# Text section
We spent the last year figuring out what algorithmic stablecoins are and came up with a dynamic model that might help us understand what’s going on with #Terra_Luna . Here are our main takeaways. THREAD.
So what’s an algorithmic stablecoin? Fundamentally the idea is simple: you maintain a peg by dynamically adjusting stablecoin supply to match the demand so that the price doesn’t change.
How is that possible? Creating more stablecoins to accommodate a positive demand shock is easy: you launch the printing press. The problem comes from removing stablecoins in buy-back operations because you need to give something in exchange.
Algo platforms solve that problem by buying stablecoins today and selling claims to future stablecoin distribution called a “governance token.” This is Luna for Terra and equity shares in the real world. In other words, to reduce supply, you have to dilute your shareholders.
First insight: pure algorithmic stablecoin will always have a zero-value equilibrium no matter what you do. The price of stablecoins depends on their user value, which itself depends on the price of stablecoins. Hence there always exists a fixed point with no stablecoin value.

# Supplied data
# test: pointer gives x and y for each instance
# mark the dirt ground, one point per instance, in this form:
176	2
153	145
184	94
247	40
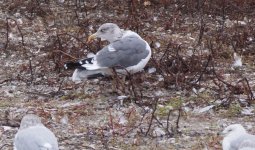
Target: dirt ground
190	90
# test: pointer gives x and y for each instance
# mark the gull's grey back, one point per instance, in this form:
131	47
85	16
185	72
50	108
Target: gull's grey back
128	52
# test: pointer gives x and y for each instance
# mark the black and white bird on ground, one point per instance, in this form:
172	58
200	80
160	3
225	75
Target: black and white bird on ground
33	135
127	52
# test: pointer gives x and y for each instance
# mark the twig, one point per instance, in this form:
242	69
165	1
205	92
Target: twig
167	123
152	116
31	70
204	70
178	118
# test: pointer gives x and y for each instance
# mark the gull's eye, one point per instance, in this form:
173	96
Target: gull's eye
102	30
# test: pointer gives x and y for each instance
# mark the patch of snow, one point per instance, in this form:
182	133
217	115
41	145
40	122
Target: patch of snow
123	120
64	120
157	44
155	18
205	109
158	132
238	61
248	111
70	104
6	128
152	70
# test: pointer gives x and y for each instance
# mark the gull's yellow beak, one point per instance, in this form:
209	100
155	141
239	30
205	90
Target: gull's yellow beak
91	37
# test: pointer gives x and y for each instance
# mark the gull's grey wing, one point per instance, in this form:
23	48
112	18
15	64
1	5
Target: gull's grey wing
123	53
248	143
35	138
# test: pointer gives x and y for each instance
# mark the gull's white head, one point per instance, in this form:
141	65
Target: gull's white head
30	120
108	31
234	129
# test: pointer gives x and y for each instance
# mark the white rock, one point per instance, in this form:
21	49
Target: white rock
152	70
238	61
248	111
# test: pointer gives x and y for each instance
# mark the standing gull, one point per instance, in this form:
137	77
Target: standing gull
236	138
33	135
127	53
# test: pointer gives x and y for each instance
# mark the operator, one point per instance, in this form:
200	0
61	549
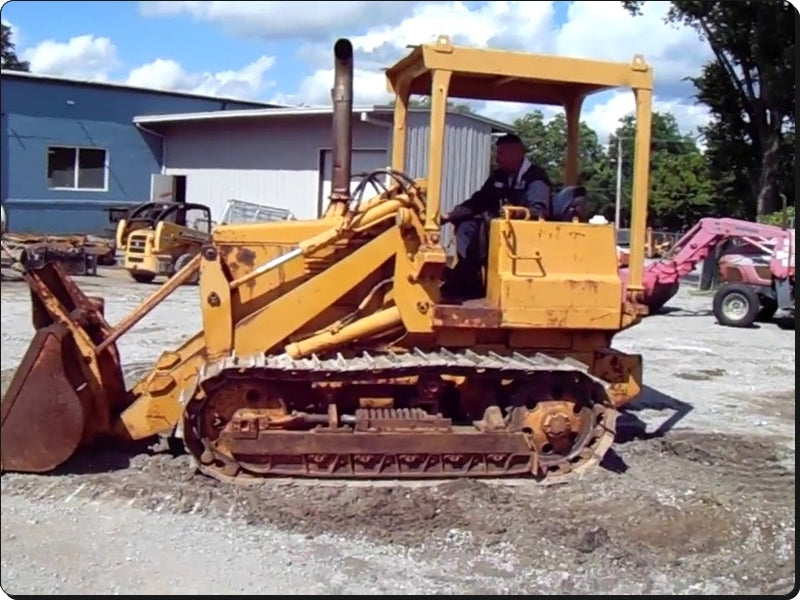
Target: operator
515	182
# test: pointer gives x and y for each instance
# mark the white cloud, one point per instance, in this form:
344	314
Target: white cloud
16	34
600	30
82	57
271	20
381	31
96	59
246	83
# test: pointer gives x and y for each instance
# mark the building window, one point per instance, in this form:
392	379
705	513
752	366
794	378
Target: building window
76	168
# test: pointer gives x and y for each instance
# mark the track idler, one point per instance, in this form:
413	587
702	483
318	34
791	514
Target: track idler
65	391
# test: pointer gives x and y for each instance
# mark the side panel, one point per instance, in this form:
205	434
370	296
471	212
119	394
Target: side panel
554	275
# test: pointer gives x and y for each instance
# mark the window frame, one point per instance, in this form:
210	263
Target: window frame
76	168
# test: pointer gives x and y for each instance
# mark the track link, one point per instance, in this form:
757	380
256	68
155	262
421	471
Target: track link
249	438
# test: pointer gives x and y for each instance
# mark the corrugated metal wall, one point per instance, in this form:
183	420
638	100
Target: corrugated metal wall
468	146
268	161
276	161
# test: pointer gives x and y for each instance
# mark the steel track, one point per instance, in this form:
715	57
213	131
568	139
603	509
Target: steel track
482	460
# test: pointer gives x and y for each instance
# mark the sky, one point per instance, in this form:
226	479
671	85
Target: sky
282	51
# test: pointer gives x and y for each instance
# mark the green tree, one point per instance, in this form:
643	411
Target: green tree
680	189
425	102
547	143
8	58
749	88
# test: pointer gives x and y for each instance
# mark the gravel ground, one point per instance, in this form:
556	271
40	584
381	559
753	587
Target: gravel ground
704	504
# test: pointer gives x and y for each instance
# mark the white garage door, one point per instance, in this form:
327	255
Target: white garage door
363	160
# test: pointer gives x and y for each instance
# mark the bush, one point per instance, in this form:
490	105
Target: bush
776	218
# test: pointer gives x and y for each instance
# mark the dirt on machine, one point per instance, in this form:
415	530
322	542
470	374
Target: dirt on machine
327	349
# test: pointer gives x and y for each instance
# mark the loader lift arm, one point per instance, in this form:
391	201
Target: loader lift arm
326	349
661	278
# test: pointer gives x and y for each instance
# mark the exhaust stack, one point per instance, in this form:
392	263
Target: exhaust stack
342	96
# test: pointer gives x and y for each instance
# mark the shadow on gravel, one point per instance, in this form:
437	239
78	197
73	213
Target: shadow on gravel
630	427
100	459
677	311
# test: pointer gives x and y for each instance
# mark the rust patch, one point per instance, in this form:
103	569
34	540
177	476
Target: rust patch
245	256
473	314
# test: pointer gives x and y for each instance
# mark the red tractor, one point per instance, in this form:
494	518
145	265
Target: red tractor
758	271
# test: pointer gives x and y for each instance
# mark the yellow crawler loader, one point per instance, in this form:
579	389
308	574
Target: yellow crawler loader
327	349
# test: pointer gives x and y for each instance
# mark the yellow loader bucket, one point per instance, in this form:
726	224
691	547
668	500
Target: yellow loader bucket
65	391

# Stated task A
In the stablecoin thread, what names are given for the claims to future stablecoin distribution? List them all.
# Stated task B
Resume the stablecoin thread after its last post, the one ending "a fixed point with no stablecoin value."
The items have nothing to do with the stablecoin thread.

# Exercise answer A
governance token; Luna; equity shares

# Exercise answer B
Second insight: this zero-value equilibrium is complemented by another one in which the platform maintains the peg and has a positive value (!), provided that the platform keeps growing and is able to commit to dynamic supply adjustments.
So what’s the catch, and what happened to Terra?
First, this second equilibrium only exists when the demand for stablecoins keeps growing. You need to be able to create future coins to justify gov token valuation. That’s the Ponzi element that many are talking about.
Second, although this second stable-peg equilibrium is able to accommodate small demand shocks, it is vulnerable to large ones. This arises when the shock is so large that the system has to remove more reserves than what all governance tokens are worth.
This could, for instance, be generated by a speculative attack on the platform driven by speculators shorting the stablecoin and betting on the platform breaking the buck.
This is likely what happened to Terra between May 9 and 11, as Luna's price fell from $89 per coin to less than a dollar, and today virtually zero. The platform became effectively bankrupt.
What happens then? The platform is unable to make necessary supply reductions as it has nothing to sell to buy back stablecoins. The price of the gov token is zero because buying at a positive value results in the platform expropriating you to reduce stablecoin supply.
Stablecoin price fluctuates between zero and one as investors are betting for demand to resume to a point where buying back stablecoins and restoring the peg becomes profitable. The alternative is that it gets absorbed by the zero-value equilibrium.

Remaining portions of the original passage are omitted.